Request
Render the lines below as a Markdown table with two columns, No. and Text, numbering each line in order and omitting blank lines.

┄┄┄┄┄┄┄┄┄┄

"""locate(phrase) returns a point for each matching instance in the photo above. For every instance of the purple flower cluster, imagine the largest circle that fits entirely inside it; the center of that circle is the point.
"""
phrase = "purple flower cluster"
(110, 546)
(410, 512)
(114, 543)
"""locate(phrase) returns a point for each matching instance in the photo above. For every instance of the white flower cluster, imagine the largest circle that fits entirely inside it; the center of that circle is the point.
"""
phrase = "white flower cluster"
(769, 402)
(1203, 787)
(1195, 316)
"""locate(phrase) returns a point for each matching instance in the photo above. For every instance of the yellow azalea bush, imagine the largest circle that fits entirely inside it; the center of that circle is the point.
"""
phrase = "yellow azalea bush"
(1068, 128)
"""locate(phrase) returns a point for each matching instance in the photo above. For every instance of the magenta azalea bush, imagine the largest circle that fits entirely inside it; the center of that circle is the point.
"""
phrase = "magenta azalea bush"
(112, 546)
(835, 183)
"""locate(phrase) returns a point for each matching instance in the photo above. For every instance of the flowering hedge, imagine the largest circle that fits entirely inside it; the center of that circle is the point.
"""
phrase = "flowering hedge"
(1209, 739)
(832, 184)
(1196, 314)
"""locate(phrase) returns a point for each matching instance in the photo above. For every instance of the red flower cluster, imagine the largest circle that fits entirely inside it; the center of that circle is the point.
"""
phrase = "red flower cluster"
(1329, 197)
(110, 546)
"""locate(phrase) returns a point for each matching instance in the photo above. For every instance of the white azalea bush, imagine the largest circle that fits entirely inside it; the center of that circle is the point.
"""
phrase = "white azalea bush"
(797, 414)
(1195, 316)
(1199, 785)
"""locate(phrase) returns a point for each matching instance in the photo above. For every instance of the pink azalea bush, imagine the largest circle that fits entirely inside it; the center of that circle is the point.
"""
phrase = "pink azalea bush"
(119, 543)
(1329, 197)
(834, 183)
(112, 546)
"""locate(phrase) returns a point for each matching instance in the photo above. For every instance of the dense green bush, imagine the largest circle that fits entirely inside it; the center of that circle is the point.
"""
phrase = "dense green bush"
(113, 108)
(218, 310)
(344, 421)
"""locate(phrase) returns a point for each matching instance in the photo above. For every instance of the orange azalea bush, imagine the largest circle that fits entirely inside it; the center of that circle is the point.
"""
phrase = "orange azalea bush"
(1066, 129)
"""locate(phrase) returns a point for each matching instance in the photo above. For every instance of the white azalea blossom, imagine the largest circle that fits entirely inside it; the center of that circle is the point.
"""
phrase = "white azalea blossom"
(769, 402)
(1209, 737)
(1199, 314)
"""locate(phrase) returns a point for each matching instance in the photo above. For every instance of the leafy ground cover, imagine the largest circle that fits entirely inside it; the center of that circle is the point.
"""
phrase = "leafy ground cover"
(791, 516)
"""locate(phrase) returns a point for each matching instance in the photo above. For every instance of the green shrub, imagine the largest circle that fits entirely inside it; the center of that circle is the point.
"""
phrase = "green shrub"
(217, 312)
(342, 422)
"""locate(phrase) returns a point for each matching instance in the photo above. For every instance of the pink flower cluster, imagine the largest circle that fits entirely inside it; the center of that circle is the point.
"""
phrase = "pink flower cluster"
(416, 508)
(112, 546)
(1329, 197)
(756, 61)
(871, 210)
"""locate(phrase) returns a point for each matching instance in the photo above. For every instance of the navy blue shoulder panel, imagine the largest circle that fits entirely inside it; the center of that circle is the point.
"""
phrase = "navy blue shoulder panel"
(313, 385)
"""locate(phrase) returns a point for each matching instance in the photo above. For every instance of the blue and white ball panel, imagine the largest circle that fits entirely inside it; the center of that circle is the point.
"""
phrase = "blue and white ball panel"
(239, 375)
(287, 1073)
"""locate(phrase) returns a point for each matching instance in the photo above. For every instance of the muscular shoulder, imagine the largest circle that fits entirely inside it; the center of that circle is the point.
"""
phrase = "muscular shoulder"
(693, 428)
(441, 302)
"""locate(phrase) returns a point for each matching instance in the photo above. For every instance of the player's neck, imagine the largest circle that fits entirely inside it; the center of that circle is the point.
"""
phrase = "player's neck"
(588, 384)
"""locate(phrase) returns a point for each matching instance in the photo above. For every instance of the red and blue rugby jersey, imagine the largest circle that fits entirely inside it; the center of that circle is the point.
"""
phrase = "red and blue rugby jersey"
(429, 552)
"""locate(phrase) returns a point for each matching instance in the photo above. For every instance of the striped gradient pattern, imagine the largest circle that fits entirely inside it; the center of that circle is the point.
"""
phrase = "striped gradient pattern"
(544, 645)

┄┄┄┄┄┄┄┄┄┄

Correct result
| No. | Text |
|---|---|
| 1 | """locate(phrase) returns a point for each matching instance in the photo above. For every instance of the purple flower cluster, imagine the largest circle that fits entirely inside it; the center of that circle is the point. |
| 2 | """ |
| 3 | phrase = "purple flower cluster" |
| 4 | (110, 546) |
| 5 | (410, 512) |
| 6 | (114, 543) |
| 7 | """locate(phrase) returns a point for each matching instance in the photo above. For every instance of the white flower cluster, imagine the largest circle that fits entirely inside it; the center of that circle is the point. |
| 8 | """ |
| 9 | phrase = "white flower cluster" |
| 10 | (769, 402) |
| 11 | (1203, 787) |
| 12 | (1195, 316) |
| 13 | """locate(phrase) returns a point for each matching instance in the photo above. For every instance of the yellow azalea bush, imagine the largest circle that fits entirely inside it; the center of that circle is the point. |
| 14 | """ |
| 15 | phrase = "yellow azalea bush" |
| 16 | (1068, 128) |
| 17 | """locate(phrase) returns a point for each matching instance in the photo above. For every instance of the magenta azalea bush, imagine the largest circle that fits entirely inside it; the center of that circle is the point. |
| 18 | """ |
| 19 | phrase = "magenta azalea bush" |
| 20 | (112, 546) |
| 21 | (835, 183) |
| 22 | """locate(phrase) returns a point for each matching instance in the photo above. For every instance of the flowering hedge, imagine the largest circle that fits entirely inside it; the center of that circle is the point. |
| 23 | """ |
| 24 | phrase = "flowering hedge" |
| 25 | (1209, 739) |
| 26 | (832, 184) |
| 27 | (1196, 314) |
| 28 | """locate(phrase) returns a point for each matching instance in the photo above. For every instance of the red flower cluster, imagine the largest circle that fits entirely inside it; the center of that circle is the point. |
| 29 | """ |
| 30 | phrase = "red flower cluster" |
| 31 | (1329, 197) |
| 32 | (110, 546) |
| 33 | """locate(phrase) returns a point for each matching instance in the photo above. For every instance of the white azalea bush, imagine the largest circle that fits entirely inside it; the center of that circle is the point. |
| 34 | """ |
| 35 | phrase = "white azalea bush" |
| 36 | (797, 414) |
| 37 | (1195, 316) |
| 38 | (1199, 785) |
| 39 | """locate(phrase) returns a point for each matching instance in the photo above. For every instance of the pink azalea bush, imagine the largest circle that fits entirely inside it; the center of that circle is the point. |
| 40 | """ |
| 41 | phrase = "pink azalea bush" |
| 42 | (119, 543) |
| 43 | (1329, 197) |
| 44 | (834, 183) |
| 45 | (112, 546) |
| 46 | """locate(phrase) returns a point for each matching instance in the photo above. For every instance of the dense green bush, imagine the largest circle that fits entirely inside it; the center of that circle is the point. |
| 47 | """ |
| 48 | phrase = "dense green bush" |
| 49 | (113, 108) |
| 50 | (218, 310) |
| 51 | (344, 421) |
| 52 | """locate(phrase) returns a point for each matching instance in the photo above. For every instance of the orange azalea bush, imagine the largest circle that fits entirely inside it; the center of that circle is the point. |
| 53 | """ |
| 54 | phrase = "orange azalea bush" |
| 55 | (1066, 129) |
| 56 | """locate(phrase) returns a point for each matching instance in the photo above. For every instance of the white azalea blossom, imagine the largest circle that fits entirely inside it; the center of that circle is the point. |
| 57 | """ |
| 58 | phrase = "white azalea blossom" |
| 59 | (769, 402) |
| 60 | (1209, 737) |
| 61 | (1199, 314) |
| 62 | """locate(phrase) returns a point for each matching instance in the photo above. For every instance of the leafy ground cover, imagine the largest circle that fits entirely inside it; the center of that circle is the point. |
| 63 | """ |
| 64 | phrase = "leafy ground cover" |
| 65 | (791, 516) |
| 66 | """locate(phrase) returns a point for each matching instance in the photo above. For every instance of the green shrub, imagine the largest circle that fits entirely inside it; the center of that circle is the point. |
| 67 | """ |
| 68 | phrase = "green shrub" |
| 69 | (217, 312) |
| 70 | (342, 422) |
| 71 | """locate(phrase) returns a point for each matching instance in the photo above. For every instance of the pink flower cluster, imagine the largest circle that fits entirely inside it; the center of that circle is the point. |
| 72 | """ |
| 73 | phrase = "pink flower cluster" |
| 74 | (416, 508) |
| 75 | (112, 546) |
| 76 | (1329, 197) |
| 77 | (756, 61) |
| 78 | (871, 210) |
| 79 | """locate(phrase) returns a point for each matching instance in the photo above. For every instance of the navy blue shoulder panel, imagine the largest circle that fits entirely inside it; the center of that circle is the point. |
| 80 | """ |
| 81 | phrase = "navy blue shoulder panel" |
| 82 | (313, 385) |
| 83 | """locate(phrase) returns a point for each matching instance in the photo above. For every instance of the blue and white ball panel, imagine the largest circle that fits entirely inside it; the center of that circle is the point. |
| 84 | """ |
| 85 | phrase = "blue and white ball panel" |
| 86 | (239, 375) |
| 87 | (287, 1073) |
| 88 | """locate(phrase) returns a point for each matching instance in the photo above. For every instance of the muscular shoulder, imagine the largest circle that fits entirely inside it; the center of that circle is the point. |
| 89 | """ |
| 90 | phrase = "muscular shoulder" |
| 91 | (693, 428) |
| 92 | (441, 302) |
| 93 | """locate(phrase) returns a point for each matching instance in the photo above. For every instance of the player's neck, imagine the largest circle that fits entirely inside it; the center of that circle is the point. |
| 94 | """ |
| 95 | phrase = "player's neck" |
| 96 | (588, 384) |
| 97 | """locate(phrase) returns a point for each matching instance in the photo above. For every instance of the red and blue rugby jersey, imagine the largest circle that fits entirely inside it; the center of that circle is the point. |
| 98 | """ |
| 99 | phrase = "red and blue rugby jersey" |
| 100 | (429, 552) |
| 101 | """locate(phrase) returns a point for each matching instance in the photo above. For every instance of the striped gradient pattern, imagine the largest circle that fits entirely inside it; the center of that circle is the point. |
| 102 | """ |
| 103 | phrase = "striped gradient pattern" |
| 104 | (544, 645) |